*Consegna dell'esercizio:* Per favore, continua la discussione sull'aiuto informatico ad amici e parenti, riprendendo dopo l'ultima frase riportata.

*Testo da leggere:*
________________________________________

Tra le persone che conosco io il 10% dei problemi con win è definito dall'idiozia dell'utente.

Mia suocera cerca da 3 anni di far andare un cd per mac su win 95 e ogni volta che mi chiede di aiutarla io le dico che non è possibile (o perlomeno io non lo ritengo possibile) e lei continua inutilmente  :Rolling Eyes: 

----------

## CarloJekko

 *lavish wrote:*   

> Manca l'opzione "sì solo se è una bella gnocca  ".

 

Hai ragione... era da inserire  :Laughing: 

----------

## Lestaat

 *lavish wrote:*   

> Manca l'opzione "sì solo se è una bella gnocca  ".
> 
> Scherzi a parte, di solito aiuto i conoscenti con le applixazioni che conosco, firefox, thunderdird ecc... Ormai sanno chi sono e come la penso su certe cose, e certe domande me le risparmiano automaticamente 

 

idem

ormai sanno che le cose semplici se le DEVONO risolvere da soli.

Solo con schermata blu mi chiamano praticamente o cmq dopo settimane di patimenti davanti al PC con milioni di tentativi e centinaia di siti visitati alla ricerca del problema.

E sanno anche che comunque mentre sto davanti al loro PC continuero imperterrito a rompergli le scatole con il software libero.

----------

## grentis

Io aiuto volentieri se ne sono in grado.

Cmq volevo dire che non e' che proponendo l'open-source i problemi non si avrebbero piu' o che sarebbe piu' semplice risolverli, anzi...probabilmente verreste chiamati ancora piu' spesso...perche' e' vero che ci sarebbero mano crash improvissi del sistema ma avresti cmq da "configurare la stampante usb", "configurare il modem adsl usb" (e non potete dire a tutti - cambia il modem con uno ethernet) cosa che in linux un utente "normale" non avrebbe poche difficolta' a farcela con le proprie forze.

Ora, ho parlato di open-source a livello di sistema operativo perche' mi sembrava che ci si riferisse a questo piu' che a "come inserisco un'immagine in word?"  :Laughing: 

----------

## btbbass

 *.:deadhead:. wrote:*   

> 
> 
> In tutti gli altri casi cerca addirittura di non far sapere che ne sò: sarò cinico, ma sti "favori" ciuccian via un sacco di tempo e nn hanno alcun tipo di ritorno, ergo 
> 
> 

 

quoto in pieno: perchè aiutare uno che ha magari una copia pirata di win, solo perchè ha il computer pieno di spyware (il 90 per cento dei win è così, nn neghiamolo) perdendo ORE che potrei passare a fare una passeggiata o a cazzeggiare in altro modo, sapendo che da li a un mese sarei punto e a capo? l'unica cosa che insegno, se nn è un'urgenza, è a formattare e ripartire da capo. Quando si saranno stufati di fare sempre le stesse cose, allora proverò a portarli su qualcosa di Open...

----------

## Kernel78

Secondo me il cuore di questa domanda sta nel definire il concetto di aiutare.

________________________________________

*Materiale fornito:*
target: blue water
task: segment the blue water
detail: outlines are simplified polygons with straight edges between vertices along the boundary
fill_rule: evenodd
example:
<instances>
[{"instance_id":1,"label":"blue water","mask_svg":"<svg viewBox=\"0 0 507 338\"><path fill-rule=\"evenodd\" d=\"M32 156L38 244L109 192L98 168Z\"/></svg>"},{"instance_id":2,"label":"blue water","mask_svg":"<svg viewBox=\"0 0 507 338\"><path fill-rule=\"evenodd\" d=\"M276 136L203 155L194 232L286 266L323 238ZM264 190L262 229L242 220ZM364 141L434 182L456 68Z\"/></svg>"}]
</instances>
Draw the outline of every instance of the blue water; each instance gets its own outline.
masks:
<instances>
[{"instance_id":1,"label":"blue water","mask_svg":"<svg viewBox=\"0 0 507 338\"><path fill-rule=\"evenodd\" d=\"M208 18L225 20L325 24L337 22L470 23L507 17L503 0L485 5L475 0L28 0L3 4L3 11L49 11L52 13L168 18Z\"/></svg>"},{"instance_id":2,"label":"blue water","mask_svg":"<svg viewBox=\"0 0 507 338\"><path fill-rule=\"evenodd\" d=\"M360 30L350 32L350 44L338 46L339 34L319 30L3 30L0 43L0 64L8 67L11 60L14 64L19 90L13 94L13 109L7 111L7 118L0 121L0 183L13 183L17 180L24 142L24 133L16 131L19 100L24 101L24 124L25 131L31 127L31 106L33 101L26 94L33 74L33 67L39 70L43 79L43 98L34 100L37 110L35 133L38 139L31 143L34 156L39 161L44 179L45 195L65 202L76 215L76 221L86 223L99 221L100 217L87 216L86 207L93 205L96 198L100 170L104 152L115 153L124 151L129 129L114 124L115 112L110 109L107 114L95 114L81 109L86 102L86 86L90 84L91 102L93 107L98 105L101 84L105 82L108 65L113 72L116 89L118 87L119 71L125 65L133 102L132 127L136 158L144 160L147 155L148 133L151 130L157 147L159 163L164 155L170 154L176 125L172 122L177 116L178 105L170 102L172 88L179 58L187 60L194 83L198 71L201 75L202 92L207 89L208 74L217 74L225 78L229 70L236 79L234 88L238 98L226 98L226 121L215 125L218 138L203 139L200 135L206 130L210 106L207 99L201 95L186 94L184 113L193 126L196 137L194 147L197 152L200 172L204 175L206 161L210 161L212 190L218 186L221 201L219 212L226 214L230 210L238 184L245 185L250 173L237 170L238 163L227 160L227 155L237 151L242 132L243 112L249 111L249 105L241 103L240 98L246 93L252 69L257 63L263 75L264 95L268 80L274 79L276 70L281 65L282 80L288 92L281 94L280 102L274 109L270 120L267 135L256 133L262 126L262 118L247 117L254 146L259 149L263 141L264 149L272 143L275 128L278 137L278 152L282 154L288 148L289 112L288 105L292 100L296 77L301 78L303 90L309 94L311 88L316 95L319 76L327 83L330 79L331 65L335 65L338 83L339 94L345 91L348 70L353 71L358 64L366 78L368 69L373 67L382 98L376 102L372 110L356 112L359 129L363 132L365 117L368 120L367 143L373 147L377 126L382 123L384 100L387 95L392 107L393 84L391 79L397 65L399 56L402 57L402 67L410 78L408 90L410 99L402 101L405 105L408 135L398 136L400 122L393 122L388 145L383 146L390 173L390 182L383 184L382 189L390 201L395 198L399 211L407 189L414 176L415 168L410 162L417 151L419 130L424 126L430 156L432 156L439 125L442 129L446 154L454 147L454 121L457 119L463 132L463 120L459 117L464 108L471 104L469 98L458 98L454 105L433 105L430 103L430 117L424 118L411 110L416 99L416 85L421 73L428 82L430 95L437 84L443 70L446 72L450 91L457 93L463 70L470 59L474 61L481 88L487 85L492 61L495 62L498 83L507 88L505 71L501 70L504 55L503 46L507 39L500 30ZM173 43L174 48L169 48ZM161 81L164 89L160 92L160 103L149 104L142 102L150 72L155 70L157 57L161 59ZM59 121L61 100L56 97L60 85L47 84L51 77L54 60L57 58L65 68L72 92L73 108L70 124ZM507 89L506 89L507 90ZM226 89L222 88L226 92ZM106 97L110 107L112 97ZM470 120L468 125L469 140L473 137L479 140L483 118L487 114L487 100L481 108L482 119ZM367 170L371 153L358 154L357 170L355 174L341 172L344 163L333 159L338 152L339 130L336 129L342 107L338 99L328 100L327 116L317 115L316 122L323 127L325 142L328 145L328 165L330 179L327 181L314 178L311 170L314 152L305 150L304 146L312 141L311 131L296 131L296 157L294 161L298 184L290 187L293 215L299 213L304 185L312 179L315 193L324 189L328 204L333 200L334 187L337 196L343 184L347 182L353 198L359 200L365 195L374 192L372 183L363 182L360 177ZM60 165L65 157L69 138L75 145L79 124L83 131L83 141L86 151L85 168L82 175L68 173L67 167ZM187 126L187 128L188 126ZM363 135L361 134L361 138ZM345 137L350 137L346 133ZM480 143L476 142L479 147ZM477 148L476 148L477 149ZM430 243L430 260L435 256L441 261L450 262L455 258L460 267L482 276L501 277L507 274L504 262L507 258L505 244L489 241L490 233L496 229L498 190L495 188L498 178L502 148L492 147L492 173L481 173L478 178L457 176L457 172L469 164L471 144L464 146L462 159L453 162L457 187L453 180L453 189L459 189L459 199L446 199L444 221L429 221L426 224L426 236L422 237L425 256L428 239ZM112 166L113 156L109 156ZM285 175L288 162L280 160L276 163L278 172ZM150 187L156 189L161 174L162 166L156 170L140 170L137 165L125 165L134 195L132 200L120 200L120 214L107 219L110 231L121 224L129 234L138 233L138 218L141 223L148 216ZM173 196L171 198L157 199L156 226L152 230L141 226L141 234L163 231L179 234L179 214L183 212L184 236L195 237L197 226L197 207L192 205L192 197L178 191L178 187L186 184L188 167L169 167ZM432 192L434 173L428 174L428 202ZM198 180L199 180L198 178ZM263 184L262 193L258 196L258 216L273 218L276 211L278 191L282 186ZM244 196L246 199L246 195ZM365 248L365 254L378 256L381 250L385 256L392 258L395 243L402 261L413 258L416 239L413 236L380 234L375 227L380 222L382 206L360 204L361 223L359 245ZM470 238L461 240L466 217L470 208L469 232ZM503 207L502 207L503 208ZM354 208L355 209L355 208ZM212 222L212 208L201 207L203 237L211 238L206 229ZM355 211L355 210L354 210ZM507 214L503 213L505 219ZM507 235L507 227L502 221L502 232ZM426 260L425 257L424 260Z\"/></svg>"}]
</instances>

________________________________________

*Risultato dell'esercizio:*
Se una persona mi chiede di aiutarlo a suicidarsi secondo me non è giusto agevolarlo nel conseguimento del suo scopo ma, semmai, aiutarlo comporterebbe fargli vedere le gioie della vita. Poi se proprio si vuole suicidare non avrà certo il mio aiuto.

Stesso ragionamento per chi vuole usare win ... secondo me è sbagliato usarlo ed è sbagliato aiutare ad usarlo. Se vuoi ti aiuto a risolvere il tuo problema ma nella maniera che io reputo corretta.

Magari verrò accusato di non rispettare le scelte delle persone ma neanche le persone che mi chiedono di aiutarle a sistemare win rispettano le mie quindi non vedo perchè riservare loro un trattamento migliore di quello che loro riservano a me.

----------

## silian87

Io aiuto ma con scopi loschi  :Twisted Evil:  .... prima si aiuta... poi si fanno notare i problemi di winzoz, e poi si fa vedere linux quanto va bene.. e si effettua la conversione... e' un sistema soft che ha sempre funzionato nel 99% dei casi per me.... bisogna agire con testa

----------

## federico

Io da un po' di tempo a questa parte ho preso ad aiutare di meno gli utenti windows. Li aiuto se sono amici o parenti e mi faccio pregare abbastanza, per i conoscenti o per i sentito dire chiedo un compenso.

Quando non ho voglia rispondo che non conosco il software in questione o che l'unico modo per far funzionare windows e' formattarlo.

Il perche'? Perche' l'utente windows in linea di massima pretende di avere tutto-facile-subito e non si sbatte neanche 10 minuti da solo per capire il problema, ma subito alza il telefono per chiedere a chi ne sa piu' di lui. Inoltre non e' riconoscente, puoi installargli una macchina perfetta ma se lui non capisce bene come si usa, formatta e riparte da zero, tanto il tempo che tu hai speso per lui non valeva una cicca.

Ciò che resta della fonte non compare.